--- GIVEN PASSAGE Enclosed Below ---
The Civil Aviation Authority has expressed disappointment at the lenient sentence meted out to a Nigerian man who threatened to blow up Johannesburg International Airport, SABC news reported on Monday.

Temitope Oni told the Kempton magistrate's court he made the threat in the spur of the moment.

According to the report, Oni, who threatened to blow up Africa's busiest airport with the help of Osama Bin Laden, was fined R500.

Oni told staff of Nationwide Airline he would carry out the act if they insisted on him paying additional charges for excessive baggage.

He was about to board a connecting flight from London to Durban when he made the threat.

canthover
11th Jan 2005, 08:31
And he probably managed to finalise another drug deal or keep the 419 scam running!

Islander Jock
11th Jan 2005, 10:28
Having flown though JNB quite a few times over the past couple of years I always find it amazing that the pax who come from west Africa always want to cart the most baggage and then bitch the loudest when told they have to pay excess. Not to mention the fact that they feel they don't have to stand in que when immigration is a bit slow.:mad:

I laugh my tits off seeing them over at the payment counters forking out sums well in excess of $1000 USD.

Overall I think the checkin staff there do a pretty damn good job under the circumstances.

The Nigerian's latest on the 419 is a letter under the guise of a Sri Lankan widow whose husband has been washed away in the tsunami and left the usual monumental sum of cash in an account somewhere. They really are scum of the earth!!! At the moment, it looks like it will be a long long time before I have to visit that part of the wold again. Thank friggin god!

yogibear
11th Jan 2005, 11:49
:mad: ....It seems that they are a law unto themselves.....did anyone see the interview on SABC3.....talk about a cocky, self-centered idiot........and myself being very close to one of the Nationwide staff involved......I would have given anything to be there when he went off....call me old school if you know what I mean......I take my hat off to the check-in staff who did what they were supposed to and not to mention the crap they have to put up with every single day from pax who think they are god and that what-ever they say or demand MUST be done.....:mad:

Good stuff Nationwide :ok: :ok: :ok:

chuks
12th Jan 2005, 07:41
To a Nigerian, 'carry-on' is what you can carry on to the aircraft. It is that simple, really.
--- End of Enclosed GIVEN PASSAGE ---
--- DATA PROVIDED Enclosed Below ---
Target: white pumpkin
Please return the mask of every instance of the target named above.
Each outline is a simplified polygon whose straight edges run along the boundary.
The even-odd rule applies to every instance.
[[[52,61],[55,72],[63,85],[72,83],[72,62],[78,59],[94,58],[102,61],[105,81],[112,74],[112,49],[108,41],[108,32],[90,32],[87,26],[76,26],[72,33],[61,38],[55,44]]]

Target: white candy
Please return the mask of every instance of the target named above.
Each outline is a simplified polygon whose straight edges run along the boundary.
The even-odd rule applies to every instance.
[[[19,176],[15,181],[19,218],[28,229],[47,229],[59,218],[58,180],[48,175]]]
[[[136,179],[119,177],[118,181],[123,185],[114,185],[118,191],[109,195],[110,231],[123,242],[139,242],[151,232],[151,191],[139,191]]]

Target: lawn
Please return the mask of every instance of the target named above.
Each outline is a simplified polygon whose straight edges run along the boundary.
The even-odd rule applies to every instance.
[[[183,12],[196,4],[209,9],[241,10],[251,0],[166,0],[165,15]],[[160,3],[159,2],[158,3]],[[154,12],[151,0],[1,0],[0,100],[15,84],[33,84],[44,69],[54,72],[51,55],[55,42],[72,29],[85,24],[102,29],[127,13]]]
--- End of Enclosed DATA PROVIDED ---
▸ **YOUR GOAL**
From the forum thread about the airport bomb threat, extract the stretch from "Oni told staff" through "of $1000 USD.".

▸ **TASK RESULT**
Oni told staff of Nationwide Airline he would carry out the act if they insisted on him paying additional charges for excessive baggage.

He was about to board a connecting flight from London to Durban when he made the threat.

canthover
11th Jan 2005, 08:31
And he probably managed to finalise another drug deal or keep the 419 scam running!

Islander Jock
11th Jan 2005, 10:28
Having flown though JNB quite a few times over the past couple of years I always find it amazing that the pax who come from west Africa always want to cart the most baggage and then bitch the loudest when told they have to pay excess. Not to mention the fact that they feel they don't have to stand in que when immigration is a bit slow.:mad:

I laugh my tits off seeing them over at the payment counters forking out sums well in excess of $1000 USD.